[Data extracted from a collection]

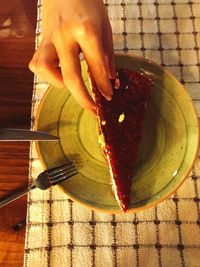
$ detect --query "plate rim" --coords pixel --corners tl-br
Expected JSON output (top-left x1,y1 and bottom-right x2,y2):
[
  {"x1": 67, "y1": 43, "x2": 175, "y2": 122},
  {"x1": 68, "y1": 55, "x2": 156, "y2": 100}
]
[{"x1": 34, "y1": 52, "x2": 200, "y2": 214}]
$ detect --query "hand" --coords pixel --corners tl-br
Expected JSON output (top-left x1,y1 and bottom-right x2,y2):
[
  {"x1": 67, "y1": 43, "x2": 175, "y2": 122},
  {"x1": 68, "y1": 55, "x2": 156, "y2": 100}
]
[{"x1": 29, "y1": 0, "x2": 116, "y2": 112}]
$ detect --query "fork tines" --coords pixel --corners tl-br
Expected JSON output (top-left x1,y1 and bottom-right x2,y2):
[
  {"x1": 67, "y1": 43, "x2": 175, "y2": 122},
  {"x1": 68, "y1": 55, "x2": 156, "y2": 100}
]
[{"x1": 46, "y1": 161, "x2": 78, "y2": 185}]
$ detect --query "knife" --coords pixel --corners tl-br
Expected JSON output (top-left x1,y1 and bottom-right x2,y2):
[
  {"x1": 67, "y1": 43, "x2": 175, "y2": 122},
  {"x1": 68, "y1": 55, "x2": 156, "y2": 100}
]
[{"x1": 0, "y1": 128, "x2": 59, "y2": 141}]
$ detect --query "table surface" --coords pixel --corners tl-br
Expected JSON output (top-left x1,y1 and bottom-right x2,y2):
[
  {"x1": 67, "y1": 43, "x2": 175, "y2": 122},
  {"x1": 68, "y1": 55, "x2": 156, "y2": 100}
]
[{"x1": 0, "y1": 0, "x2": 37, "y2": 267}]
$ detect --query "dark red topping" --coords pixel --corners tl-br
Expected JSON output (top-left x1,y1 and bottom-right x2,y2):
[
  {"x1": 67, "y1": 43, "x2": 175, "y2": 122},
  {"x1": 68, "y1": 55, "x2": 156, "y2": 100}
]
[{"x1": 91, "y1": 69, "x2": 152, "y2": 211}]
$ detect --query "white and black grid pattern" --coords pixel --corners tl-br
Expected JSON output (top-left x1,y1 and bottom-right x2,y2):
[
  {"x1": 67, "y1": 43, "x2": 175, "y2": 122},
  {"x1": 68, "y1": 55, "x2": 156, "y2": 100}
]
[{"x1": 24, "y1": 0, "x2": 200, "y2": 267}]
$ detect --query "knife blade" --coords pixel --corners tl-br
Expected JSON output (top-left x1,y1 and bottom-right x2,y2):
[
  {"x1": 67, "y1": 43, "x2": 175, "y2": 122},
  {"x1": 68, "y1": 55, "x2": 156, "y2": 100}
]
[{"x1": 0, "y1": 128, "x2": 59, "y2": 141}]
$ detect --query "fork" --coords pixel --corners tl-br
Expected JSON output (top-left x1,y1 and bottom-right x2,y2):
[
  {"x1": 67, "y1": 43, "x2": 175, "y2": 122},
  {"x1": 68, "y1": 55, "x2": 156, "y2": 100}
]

**What to work on**: Omit the pictures. Output every record above word for word.

**Response to the exercise**:
$ detect --query "plate rim" --coords pixel --corners tl-br
Expected JSON output (top-left x1,y1 and bottom-right x2,y2):
[
  {"x1": 67, "y1": 43, "x2": 175, "y2": 122},
  {"x1": 68, "y1": 55, "x2": 156, "y2": 100}
]
[{"x1": 34, "y1": 52, "x2": 200, "y2": 214}]
$ detect --query "hand" --coords pixel --corners tl-br
Expected JSON output (top-left x1,y1 and bottom-right x2,y2):
[
  {"x1": 67, "y1": 43, "x2": 175, "y2": 122},
  {"x1": 68, "y1": 55, "x2": 156, "y2": 100}
]
[{"x1": 29, "y1": 0, "x2": 116, "y2": 112}]
$ detect --query "fork tines" --coords pixel --corners tl-br
Expected JSON output (top-left x1,y1 and bottom-right x2,y2):
[
  {"x1": 67, "y1": 43, "x2": 175, "y2": 122},
  {"x1": 68, "y1": 55, "x2": 156, "y2": 100}
]
[{"x1": 46, "y1": 161, "x2": 78, "y2": 185}]
$ detect --query "knife" --coords pixel --corners tl-br
Expected JSON output (top-left x1,y1 and bottom-right x2,y2):
[
  {"x1": 67, "y1": 43, "x2": 175, "y2": 122},
  {"x1": 68, "y1": 55, "x2": 156, "y2": 100}
]
[{"x1": 0, "y1": 128, "x2": 59, "y2": 141}]
$ detect --query "table surface" --coords pixel --corners tl-br
Expected JSON output (top-left x1,y1 and bottom-right x2,y2):
[
  {"x1": 67, "y1": 43, "x2": 175, "y2": 122},
  {"x1": 68, "y1": 55, "x2": 156, "y2": 100}
]
[{"x1": 0, "y1": 0, "x2": 37, "y2": 267}]
$ detect --query "dark red topping" --coords pixel --corners tl-br
Expected JSON output (top-left x1,y1 and bottom-right x2,y2):
[
  {"x1": 67, "y1": 43, "x2": 175, "y2": 122},
  {"x1": 68, "y1": 55, "x2": 156, "y2": 100}
]
[{"x1": 91, "y1": 69, "x2": 152, "y2": 211}]
$ detect --query "white and black grid pattern" --coords pixel --corners tl-br
Expected JSON output (top-left x1,y1 and bottom-right x2,y2):
[
  {"x1": 67, "y1": 43, "x2": 175, "y2": 122},
  {"x1": 68, "y1": 55, "x2": 156, "y2": 100}
]
[{"x1": 24, "y1": 0, "x2": 200, "y2": 267}]
$ detect --query "knife blade" --coords pixel --corners tl-br
Expected JSON output (top-left x1,y1 and bottom-right x2,y2):
[
  {"x1": 67, "y1": 43, "x2": 175, "y2": 122},
  {"x1": 68, "y1": 55, "x2": 156, "y2": 100}
]
[{"x1": 0, "y1": 128, "x2": 59, "y2": 141}]
$ detect --query "fork" --coords pixel --corners tl-br
Expected JSON output (top-left x1,y1 and bottom-right x2,y2):
[
  {"x1": 67, "y1": 43, "x2": 175, "y2": 122},
  {"x1": 68, "y1": 55, "x2": 156, "y2": 100}
]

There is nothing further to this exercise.